§ **Задания и упражнения**:
**a.** На какое число был назначен день выборов в Парламент в отрывке о выборах в Индии?
**b.** Подхватите повествование отрывка о выборах в Индии и продолжите его сразу после последнего предложения.

§ **Исходный текст**:
+ + +
Был устроен чай с индийскими сластями и Сириш привел, наконец, своих американских друзей. Негра звали Миллер, а голубоглазого Шмидт. Оба были выбриты и вымыты, в свежих рубашках, их молодые лица были приветливы, они были рады снова быть здесь в гостях. Миллер рассказывал, что, наконец, они нашли себе повара, который готовит им пищу, и теперь они счастливы.
«Ах, какой повар!» – воскликнул он, – «как я люблю нашего повара!»
Неудобства жизни в индийской деревне, как видно, ничего не значили для этих здоровых, веселых ребят. Пракаш расспрашивала их, получают ли они письма от родителей, не трудно ли им работать здесь. Но им ничего не было трудно – раз есть повар! Это была милая встреча, важная для меня: я все больше верила теперь, что если я решусь обратиться к американцам, то мне легко будет разговаривать с ними.
Приближался день выборов в Парламент, 17-го февраля. Суреш был взволнован открытием: оказалось, что в избирательные списки включено несколько десятков давно умерших жителей. Пракаш с возмущением говорила, что на предвыборных митингах сторонники Конгресса угрожали тем, кто не будет голосовать за Конгресс и избили агитаторов за социалистов.
«Этого никогда у нас не было!» – говорила она, – «они запугивают наших крестьян, которые не понимают, что выборы тайные. Крестьяне думают, что обязаны голосовать за Динеша».
На избирательном бюллетене значатся не имена кандидатов, а семь рисунков-символов каждой партии. У Конгресса – вол, у коммунистов – серп и сноп, и так далее. Надо выбирать одну из семи таких же печатей и поставить ее на бюллетене. Это умеют даже неграмотные старики и женщины в самых отдаленных деревнях, но часто они не знают, кому отдать предпочтение.
Выборы проходили в разных провинциях в разные дни. Радио не умолкало в доме Суреша ни на минуту. Это были критические дни для правящей партии. Успех Конгресса висел во многих штатах на волоске.
+ + +
[Фрагменты из набора данных]
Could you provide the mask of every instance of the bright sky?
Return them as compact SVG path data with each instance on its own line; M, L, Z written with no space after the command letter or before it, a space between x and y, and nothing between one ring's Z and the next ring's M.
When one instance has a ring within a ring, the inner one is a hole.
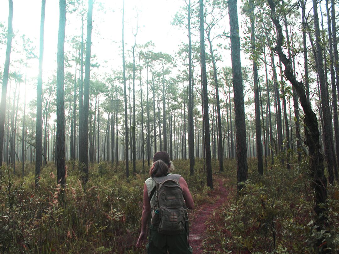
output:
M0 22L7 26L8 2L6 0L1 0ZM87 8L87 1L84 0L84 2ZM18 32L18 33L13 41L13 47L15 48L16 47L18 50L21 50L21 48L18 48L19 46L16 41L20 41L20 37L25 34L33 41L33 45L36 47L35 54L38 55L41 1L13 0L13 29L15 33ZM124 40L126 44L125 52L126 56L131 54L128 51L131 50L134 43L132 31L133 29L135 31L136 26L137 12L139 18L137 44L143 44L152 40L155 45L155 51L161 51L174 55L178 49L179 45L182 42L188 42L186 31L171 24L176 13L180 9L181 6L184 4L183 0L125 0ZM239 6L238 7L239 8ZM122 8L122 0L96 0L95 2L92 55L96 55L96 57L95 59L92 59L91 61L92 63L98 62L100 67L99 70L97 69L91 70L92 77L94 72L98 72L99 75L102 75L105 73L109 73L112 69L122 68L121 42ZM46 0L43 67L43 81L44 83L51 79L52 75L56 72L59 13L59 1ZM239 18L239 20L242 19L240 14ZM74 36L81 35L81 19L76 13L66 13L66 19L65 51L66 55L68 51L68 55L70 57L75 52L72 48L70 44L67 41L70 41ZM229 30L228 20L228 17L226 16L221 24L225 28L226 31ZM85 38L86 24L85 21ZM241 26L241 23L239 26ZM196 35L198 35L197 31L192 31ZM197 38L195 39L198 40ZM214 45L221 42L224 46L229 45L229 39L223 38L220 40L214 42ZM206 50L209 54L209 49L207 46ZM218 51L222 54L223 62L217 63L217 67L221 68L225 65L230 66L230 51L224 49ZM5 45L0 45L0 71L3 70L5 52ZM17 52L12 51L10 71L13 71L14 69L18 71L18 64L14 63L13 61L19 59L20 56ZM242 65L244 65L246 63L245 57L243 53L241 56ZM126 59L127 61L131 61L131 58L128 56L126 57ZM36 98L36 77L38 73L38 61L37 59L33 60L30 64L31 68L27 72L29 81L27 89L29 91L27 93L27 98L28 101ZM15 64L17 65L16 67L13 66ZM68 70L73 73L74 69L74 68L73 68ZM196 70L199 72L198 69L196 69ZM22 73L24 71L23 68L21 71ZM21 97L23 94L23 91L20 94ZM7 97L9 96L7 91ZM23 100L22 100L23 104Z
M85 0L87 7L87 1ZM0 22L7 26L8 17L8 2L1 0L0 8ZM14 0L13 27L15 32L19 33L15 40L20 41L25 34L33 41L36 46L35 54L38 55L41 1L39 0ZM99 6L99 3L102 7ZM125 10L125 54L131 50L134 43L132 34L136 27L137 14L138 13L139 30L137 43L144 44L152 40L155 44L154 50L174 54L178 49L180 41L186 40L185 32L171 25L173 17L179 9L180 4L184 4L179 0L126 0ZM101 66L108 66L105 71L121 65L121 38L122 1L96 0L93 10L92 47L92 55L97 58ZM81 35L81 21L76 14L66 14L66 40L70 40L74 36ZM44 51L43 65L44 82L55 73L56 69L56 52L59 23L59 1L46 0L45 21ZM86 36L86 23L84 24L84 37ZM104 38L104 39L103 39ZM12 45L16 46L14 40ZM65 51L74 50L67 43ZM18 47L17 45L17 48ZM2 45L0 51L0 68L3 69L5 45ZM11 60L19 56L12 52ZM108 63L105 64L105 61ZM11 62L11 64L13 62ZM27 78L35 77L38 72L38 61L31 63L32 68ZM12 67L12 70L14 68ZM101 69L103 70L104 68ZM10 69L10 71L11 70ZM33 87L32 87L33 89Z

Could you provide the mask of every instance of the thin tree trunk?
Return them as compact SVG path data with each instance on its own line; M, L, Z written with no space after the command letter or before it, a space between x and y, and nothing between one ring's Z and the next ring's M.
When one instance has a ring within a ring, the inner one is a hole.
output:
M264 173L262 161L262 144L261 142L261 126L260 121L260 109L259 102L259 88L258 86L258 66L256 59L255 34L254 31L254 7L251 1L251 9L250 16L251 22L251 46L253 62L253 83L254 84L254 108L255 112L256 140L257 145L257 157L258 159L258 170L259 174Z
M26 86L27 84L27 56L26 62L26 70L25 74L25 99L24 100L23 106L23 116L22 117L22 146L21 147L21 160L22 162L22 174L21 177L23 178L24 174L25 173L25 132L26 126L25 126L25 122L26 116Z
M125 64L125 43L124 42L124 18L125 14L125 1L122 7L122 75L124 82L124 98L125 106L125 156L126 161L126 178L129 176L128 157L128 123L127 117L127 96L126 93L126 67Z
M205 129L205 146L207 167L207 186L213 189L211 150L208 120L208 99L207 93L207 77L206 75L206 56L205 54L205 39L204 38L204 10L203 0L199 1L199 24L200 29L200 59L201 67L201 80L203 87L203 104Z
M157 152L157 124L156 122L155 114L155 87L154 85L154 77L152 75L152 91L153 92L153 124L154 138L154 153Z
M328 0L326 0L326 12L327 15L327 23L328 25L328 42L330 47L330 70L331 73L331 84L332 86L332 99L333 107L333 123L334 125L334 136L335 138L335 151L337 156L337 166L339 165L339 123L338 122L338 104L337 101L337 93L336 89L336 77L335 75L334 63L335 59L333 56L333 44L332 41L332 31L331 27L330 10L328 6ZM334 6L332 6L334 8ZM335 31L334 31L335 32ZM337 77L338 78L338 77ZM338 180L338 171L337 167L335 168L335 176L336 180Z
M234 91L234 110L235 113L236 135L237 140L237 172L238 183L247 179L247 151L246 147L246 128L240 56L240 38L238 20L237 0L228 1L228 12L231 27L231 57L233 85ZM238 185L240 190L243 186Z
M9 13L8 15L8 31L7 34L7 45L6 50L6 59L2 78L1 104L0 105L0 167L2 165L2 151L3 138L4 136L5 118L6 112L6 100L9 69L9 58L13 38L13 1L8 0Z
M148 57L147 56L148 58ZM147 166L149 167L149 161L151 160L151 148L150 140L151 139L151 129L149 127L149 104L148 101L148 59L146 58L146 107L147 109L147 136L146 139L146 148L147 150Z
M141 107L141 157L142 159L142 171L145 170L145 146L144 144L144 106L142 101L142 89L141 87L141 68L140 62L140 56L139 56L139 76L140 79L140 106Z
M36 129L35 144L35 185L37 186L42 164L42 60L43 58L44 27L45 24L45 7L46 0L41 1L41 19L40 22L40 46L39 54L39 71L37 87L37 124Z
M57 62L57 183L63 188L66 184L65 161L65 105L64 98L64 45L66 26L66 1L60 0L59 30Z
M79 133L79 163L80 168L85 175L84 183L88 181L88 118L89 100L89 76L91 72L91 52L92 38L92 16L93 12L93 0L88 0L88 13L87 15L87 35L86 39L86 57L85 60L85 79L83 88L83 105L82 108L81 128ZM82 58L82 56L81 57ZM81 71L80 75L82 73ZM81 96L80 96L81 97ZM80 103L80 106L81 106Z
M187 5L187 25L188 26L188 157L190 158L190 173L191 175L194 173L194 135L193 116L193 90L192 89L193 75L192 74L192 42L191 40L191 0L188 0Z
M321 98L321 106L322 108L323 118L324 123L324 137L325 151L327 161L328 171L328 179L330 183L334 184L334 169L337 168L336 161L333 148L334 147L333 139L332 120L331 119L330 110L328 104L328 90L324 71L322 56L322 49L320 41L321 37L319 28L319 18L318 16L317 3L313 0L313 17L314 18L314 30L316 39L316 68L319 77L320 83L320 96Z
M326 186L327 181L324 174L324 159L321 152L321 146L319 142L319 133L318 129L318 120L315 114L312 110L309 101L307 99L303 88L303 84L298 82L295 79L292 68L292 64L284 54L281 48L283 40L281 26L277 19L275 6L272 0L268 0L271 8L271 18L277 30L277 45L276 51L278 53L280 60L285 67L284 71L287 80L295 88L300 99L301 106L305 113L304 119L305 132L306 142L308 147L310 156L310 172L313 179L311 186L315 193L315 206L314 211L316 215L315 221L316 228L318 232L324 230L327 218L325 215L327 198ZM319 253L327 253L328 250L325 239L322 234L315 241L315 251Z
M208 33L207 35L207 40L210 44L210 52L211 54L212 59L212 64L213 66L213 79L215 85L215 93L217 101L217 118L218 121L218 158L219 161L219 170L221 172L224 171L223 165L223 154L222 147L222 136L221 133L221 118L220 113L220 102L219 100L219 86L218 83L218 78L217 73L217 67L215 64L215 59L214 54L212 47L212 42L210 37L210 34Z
+ + +
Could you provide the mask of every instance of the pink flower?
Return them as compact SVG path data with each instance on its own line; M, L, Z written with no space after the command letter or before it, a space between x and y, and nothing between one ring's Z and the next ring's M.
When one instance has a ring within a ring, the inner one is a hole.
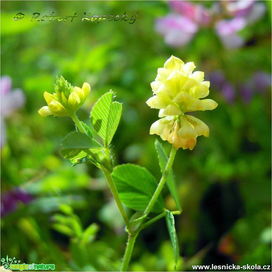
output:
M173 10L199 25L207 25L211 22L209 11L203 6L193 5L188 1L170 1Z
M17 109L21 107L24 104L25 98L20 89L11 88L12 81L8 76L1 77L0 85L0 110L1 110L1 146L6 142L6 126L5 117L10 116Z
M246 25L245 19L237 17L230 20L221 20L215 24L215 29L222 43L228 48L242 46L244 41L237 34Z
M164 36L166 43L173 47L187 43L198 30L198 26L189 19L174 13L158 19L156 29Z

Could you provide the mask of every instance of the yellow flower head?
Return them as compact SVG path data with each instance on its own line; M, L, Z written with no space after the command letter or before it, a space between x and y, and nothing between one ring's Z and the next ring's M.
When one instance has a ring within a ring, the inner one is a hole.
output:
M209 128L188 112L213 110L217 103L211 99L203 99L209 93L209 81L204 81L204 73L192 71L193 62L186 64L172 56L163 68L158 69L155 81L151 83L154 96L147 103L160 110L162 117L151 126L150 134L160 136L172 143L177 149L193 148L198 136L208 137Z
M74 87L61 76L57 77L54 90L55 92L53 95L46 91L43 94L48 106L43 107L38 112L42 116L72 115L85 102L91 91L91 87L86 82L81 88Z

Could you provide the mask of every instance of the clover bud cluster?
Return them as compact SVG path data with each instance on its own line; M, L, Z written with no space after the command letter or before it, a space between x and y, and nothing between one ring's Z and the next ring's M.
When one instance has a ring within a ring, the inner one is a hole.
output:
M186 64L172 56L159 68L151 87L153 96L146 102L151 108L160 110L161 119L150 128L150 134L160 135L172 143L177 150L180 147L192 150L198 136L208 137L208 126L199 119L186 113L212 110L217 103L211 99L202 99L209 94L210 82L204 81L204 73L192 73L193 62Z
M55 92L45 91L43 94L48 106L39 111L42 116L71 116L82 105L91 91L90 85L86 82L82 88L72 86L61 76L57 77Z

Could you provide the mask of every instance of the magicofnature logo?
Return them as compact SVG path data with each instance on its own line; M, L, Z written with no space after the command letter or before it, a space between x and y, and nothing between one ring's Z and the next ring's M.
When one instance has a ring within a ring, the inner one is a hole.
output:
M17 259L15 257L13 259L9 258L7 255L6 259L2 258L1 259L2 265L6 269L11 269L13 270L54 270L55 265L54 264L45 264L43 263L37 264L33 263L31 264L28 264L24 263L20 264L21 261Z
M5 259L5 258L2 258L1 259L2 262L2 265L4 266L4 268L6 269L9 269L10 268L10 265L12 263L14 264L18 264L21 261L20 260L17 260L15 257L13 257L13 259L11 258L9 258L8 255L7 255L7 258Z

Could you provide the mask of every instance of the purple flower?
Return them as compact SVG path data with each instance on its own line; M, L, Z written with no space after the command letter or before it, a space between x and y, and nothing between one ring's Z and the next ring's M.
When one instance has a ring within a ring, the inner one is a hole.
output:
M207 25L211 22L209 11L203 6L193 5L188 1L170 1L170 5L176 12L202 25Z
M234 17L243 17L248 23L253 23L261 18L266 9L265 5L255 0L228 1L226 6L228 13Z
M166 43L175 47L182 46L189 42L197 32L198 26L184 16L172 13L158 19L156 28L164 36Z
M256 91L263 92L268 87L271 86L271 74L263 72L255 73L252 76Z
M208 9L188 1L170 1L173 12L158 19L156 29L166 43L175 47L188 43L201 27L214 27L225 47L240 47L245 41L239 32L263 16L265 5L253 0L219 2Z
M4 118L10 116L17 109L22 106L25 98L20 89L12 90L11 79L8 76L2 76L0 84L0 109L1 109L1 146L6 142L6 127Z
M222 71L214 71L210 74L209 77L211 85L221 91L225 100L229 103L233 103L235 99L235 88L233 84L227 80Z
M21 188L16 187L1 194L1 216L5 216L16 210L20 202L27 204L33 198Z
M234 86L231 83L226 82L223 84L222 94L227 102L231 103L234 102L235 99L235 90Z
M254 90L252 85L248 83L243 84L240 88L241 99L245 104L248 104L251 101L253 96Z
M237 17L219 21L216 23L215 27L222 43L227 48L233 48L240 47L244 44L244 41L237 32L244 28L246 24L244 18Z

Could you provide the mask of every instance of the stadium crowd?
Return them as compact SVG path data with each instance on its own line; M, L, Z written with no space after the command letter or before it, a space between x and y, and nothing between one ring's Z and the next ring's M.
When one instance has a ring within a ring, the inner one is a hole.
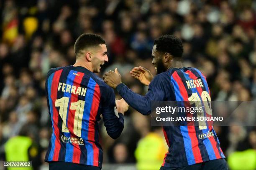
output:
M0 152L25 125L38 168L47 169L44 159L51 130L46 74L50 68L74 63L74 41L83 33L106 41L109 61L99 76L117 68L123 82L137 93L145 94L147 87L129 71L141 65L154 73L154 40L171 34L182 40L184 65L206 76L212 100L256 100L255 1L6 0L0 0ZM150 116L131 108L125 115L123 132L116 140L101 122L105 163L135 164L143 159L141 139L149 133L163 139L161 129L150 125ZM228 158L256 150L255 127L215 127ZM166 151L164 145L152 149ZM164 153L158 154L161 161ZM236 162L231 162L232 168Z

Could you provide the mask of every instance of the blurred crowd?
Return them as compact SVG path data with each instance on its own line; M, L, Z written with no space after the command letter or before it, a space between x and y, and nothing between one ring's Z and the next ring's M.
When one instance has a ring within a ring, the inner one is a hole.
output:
+ + +
§ **Ответы по заданиям**:
**a.** На 17 февраля.

**b.**
В округе, к которому принадлежал Калаканкар, выборы не обошлись без насилия. Противники Конгресса были избиты. Крестьянам не давали подумать и подталкивали их, торопливо подсказывая где ставить печать. Об этом говорили все, кто входил в эти дни в постоянно открытые двери дома. Динеш, конечно, одержал победу, но очень незначительным большинством голосов. Теперь он уедет в Дели и снова надолго забудет о своем маленьком царстве.
* * *
Вскоре Суров еще раз посетил Калаканкар и привез категорический ответ Москвы на мою просьбу: – «В связи с тем, что цель визита осуществлена, дальнейшее пребывание в Индии нецелесообразно».
Моя индийская виза была уже просрочена на целый месяц, и МИД Индии продлил ее теперь до 15-го марта. Мне ничего не оставалось, как возвращаться в Дели. Самолет в Москву шел 1-го и 8-го марта.
Я хотела выиграть хоть лишнюю недельку, чтобы набраться сил здесь, в деревне, и просила Динеша заказать мне билет на самолет из Лакхнау в Дели на 5-го марта. Советское посольство было извещено. Я написала Бахри и Виру в Аллахабад, что к сожалению, должна уезжать.
В оставшиеся мне считанные дни я бродила по обезлюдевшему Калаканкару или сидела на террасе, глядя на Ганг. Я была приперта к стене. Все чувства были обострены и напряжены. Может быть, единственный раз жизнь предоставляла мне случай уйти от собственного прошлого.
Найду ли я в себе силы воспользоваться этим, или опять вернусь в проторенное русло привычного московского существования? Есть ли у меня самой силы начинать что-то новое? Моя решимость то нарастала, то исчезала. Я думала и думала об этом все последние дни. Рукопись жгла мне руки, как билет в другую, возможную жизнь. Но если бы и не было никакой рукописи, я все равно стояла бы сейчас перед той же дилеммой.
Последний день в Калаканкаре был печальным. Пракаш плакала с утра. Я была подавлена безвыходностью, у меня было такое чувство, как будто я добровольно отправлялась в тюрьму.
Наконец свежие цветы расставлены во всех комнатах – пусть здесь помнят обо мне еще несколько дней. Вещи уложены в «джип», в котором предстоит трястись в пыли три часа. Во дворе полно народу, пришли из деревни.
Сириш едет со мной в Лакхнау. Мне хочется расцеловать моих милых хозяев, с которыми мне было так хорошо, – но в Индии не приняты поцелуи. Все делают только последнее намаете.
«Я вернусь!» – говорю я им, зная, что вернусь сюда только в том случае, если не вернусь в Москву. Но они этого не понимают.
Наш «джип» поворачивает за кирпичную стену, и больше не видно серебристой ряби Ганга. Мы медленно едем по узкой улочке в гору.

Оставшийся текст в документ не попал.